Material:
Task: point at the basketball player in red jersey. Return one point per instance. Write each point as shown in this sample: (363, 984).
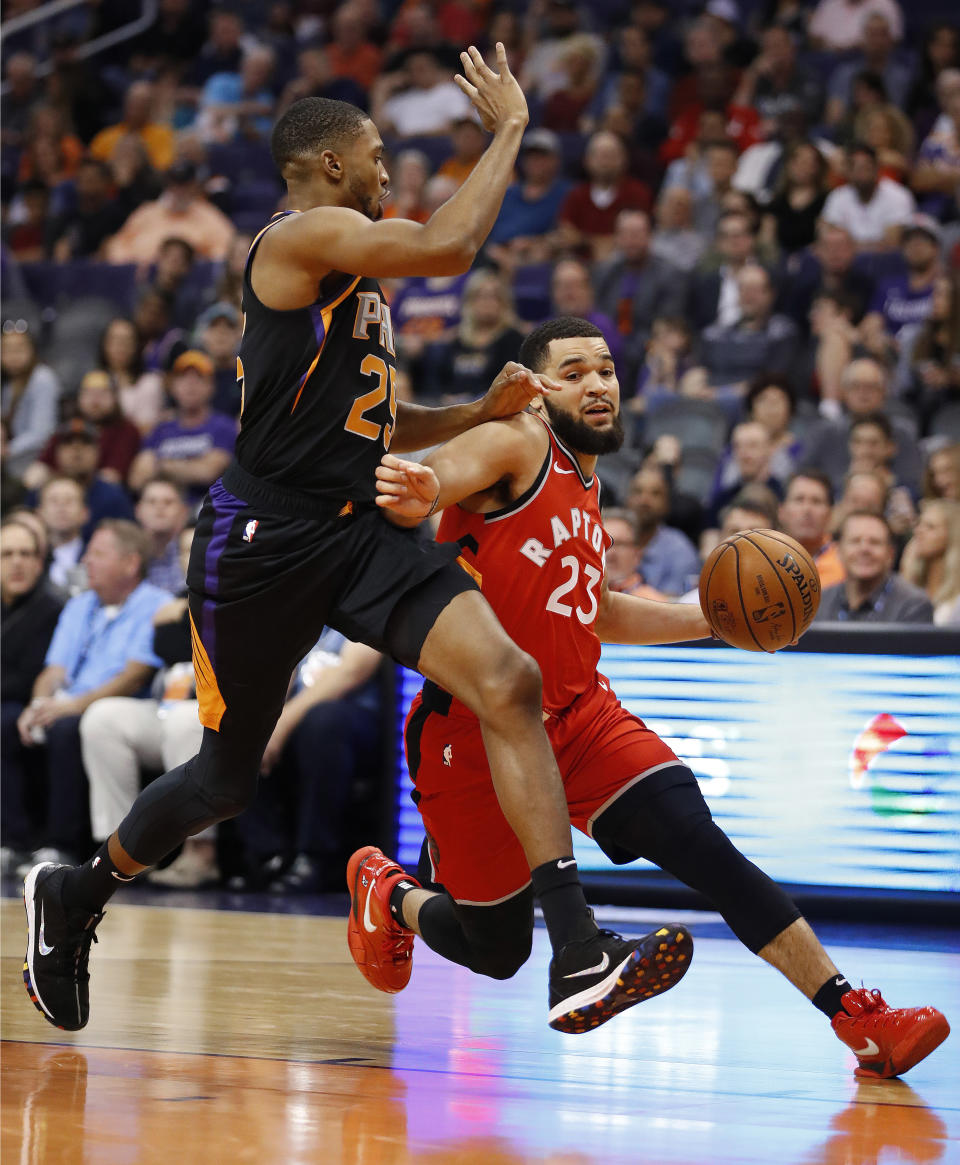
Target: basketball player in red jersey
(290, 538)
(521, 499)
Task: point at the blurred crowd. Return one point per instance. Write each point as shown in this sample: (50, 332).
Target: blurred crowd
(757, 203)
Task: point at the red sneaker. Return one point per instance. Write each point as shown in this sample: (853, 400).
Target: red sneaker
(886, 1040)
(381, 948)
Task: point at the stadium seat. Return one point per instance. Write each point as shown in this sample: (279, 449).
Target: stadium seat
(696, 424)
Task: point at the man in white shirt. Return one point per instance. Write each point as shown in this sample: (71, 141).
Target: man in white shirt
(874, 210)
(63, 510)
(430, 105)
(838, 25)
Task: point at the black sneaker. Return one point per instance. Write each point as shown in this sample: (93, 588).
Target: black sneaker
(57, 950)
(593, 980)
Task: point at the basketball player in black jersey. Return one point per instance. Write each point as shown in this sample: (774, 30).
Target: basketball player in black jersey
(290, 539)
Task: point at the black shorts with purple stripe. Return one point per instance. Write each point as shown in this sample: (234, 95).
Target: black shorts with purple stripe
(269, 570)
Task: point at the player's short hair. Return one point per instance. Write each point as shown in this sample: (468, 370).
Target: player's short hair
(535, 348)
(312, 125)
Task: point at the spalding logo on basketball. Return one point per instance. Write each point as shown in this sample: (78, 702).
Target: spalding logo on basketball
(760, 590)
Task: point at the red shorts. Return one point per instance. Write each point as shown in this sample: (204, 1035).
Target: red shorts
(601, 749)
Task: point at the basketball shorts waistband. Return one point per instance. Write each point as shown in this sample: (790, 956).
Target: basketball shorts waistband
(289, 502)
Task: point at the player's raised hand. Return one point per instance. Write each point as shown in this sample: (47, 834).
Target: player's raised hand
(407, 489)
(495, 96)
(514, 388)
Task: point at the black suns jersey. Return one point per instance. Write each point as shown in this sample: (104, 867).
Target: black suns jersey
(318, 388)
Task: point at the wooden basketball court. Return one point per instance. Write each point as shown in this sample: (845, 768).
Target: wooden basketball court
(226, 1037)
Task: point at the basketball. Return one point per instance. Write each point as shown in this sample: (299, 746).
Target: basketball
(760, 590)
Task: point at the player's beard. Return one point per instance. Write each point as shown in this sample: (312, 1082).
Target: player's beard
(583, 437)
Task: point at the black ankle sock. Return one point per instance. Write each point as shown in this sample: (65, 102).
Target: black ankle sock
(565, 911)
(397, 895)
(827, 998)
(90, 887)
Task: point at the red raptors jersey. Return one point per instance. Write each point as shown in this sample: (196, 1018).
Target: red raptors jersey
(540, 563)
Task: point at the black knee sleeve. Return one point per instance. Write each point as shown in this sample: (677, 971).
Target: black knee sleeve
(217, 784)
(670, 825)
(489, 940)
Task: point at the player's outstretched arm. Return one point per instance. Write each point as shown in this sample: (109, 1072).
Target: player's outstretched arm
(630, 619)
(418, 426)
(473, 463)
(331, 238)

---

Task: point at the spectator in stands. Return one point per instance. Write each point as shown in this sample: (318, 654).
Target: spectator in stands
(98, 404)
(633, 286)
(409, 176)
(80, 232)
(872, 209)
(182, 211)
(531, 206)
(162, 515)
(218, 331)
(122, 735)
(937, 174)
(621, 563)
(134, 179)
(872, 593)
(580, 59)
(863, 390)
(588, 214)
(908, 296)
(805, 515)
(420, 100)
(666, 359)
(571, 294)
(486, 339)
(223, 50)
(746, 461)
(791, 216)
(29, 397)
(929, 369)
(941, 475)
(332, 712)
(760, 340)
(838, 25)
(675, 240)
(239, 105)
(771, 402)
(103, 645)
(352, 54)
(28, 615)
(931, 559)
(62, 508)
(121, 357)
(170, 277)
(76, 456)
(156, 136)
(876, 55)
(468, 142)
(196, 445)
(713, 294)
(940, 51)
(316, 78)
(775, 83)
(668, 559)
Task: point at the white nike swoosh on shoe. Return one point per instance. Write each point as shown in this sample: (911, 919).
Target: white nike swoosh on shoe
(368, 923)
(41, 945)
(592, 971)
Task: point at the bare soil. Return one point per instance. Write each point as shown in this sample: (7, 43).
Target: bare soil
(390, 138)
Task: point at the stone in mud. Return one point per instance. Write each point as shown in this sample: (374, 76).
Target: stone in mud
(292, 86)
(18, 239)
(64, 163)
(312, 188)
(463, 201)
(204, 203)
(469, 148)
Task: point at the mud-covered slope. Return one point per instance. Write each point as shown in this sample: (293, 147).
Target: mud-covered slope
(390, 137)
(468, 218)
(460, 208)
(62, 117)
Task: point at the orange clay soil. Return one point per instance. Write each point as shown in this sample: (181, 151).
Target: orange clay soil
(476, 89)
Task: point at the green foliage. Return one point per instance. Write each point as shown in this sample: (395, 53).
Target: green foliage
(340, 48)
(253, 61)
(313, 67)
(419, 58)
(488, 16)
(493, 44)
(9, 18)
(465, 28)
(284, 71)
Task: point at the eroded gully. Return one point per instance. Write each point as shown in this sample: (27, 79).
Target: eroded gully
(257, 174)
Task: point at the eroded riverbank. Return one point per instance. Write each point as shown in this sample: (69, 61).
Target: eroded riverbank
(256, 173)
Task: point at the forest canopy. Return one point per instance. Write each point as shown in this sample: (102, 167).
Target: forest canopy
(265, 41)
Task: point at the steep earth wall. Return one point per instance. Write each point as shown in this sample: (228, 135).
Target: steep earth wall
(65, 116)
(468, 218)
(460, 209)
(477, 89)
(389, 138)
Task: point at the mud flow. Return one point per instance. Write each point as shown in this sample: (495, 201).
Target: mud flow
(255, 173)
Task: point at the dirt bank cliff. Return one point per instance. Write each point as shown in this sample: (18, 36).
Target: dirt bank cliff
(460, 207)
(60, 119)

Work instructions:
From the material above, pull out every line that contains the string "jersey", matching case exactly.

Response to this task:
Task: point at the basketball player in red jersey. Return one point per instance. Write each point as shown in this sample: (363, 984).
Target: basketball player in red jersey
Task: point at the basketball player in black jersey. Return one point per instance. Write each point as shown in this sample: (774, 30).
Target: basketball player in black jersey
Task: point at the black suns jersey. Return one point per instance. Write each point as shown in this sample: (104, 867).
Target: black suns jersey
Task: point at the red raptors jersey. Return one point per instance. Write each point as shown in this sample: (196, 1018).
Target: red raptors jersey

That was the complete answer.